TASK GOAL ▸ Reproduce every one of the following rows word for word, leaving the picture out of your answer.

INFORMATION GIVEN ▸
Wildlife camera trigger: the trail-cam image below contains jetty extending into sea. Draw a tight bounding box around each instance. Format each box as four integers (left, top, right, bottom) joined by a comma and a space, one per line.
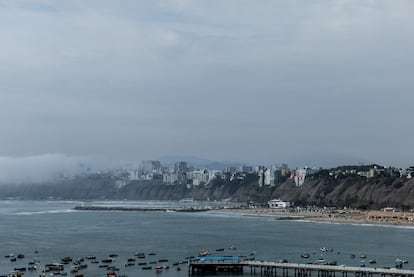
188, 259, 414, 277
73, 206, 211, 213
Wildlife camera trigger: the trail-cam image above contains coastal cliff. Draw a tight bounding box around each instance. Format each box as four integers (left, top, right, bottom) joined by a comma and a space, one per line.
0, 174, 414, 209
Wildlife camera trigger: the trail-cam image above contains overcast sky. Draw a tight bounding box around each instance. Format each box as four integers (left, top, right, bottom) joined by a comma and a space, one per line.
0, 0, 414, 175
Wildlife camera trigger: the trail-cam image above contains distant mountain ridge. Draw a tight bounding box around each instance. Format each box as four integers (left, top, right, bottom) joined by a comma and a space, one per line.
0, 171, 414, 210
158, 155, 242, 170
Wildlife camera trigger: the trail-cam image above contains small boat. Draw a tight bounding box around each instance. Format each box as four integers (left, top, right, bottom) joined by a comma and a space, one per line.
199, 249, 210, 256
106, 271, 116, 277
61, 257, 72, 263
134, 253, 145, 259
27, 265, 37, 271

EXERCISE RESPONSE ▸
Wildlife camera trigger: the trail-cam image below contains jetty extending into sea. Draw a tight bounding box around each instance. Format each box as four integers (left, top, right, bottom) joined by a comma and a space, one per line.
188, 259, 414, 277
73, 206, 211, 213
Wildlife camera trigger: the trail-cam image above contains coastal cliff. Draw a tight bounding box around each instance. Format each box as four integers (left, top, right, bottom) joined by a comma and a space, one per line.
0, 174, 414, 209
Wildlife camera trigger: the trail-cam image above contains overcast sky. Draw a tight bounding box around each instance. Format each box as four integers (left, top, right, bottom) joined by a comma and a space, one per line.
0, 0, 414, 175
Wildlife camera trigger: the trail-cam image above contains distant mountain ridge. Draw a tight bounding box around each instance. Format each box as four integers (left, top, right, bottom) joined by a comma and a space, one per line.
0, 171, 414, 210
158, 155, 242, 170
Wildlife camera trigger: the trail-cam image above contains small boat. Draw a tight bounding box around each instance. Format each box as four integers (left, top, right, bottom) joined by a comma and a space, one per line.
199, 249, 210, 256
106, 271, 116, 277
61, 257, 72, 263
134, 253, 145, 259
27, 265, 37, 271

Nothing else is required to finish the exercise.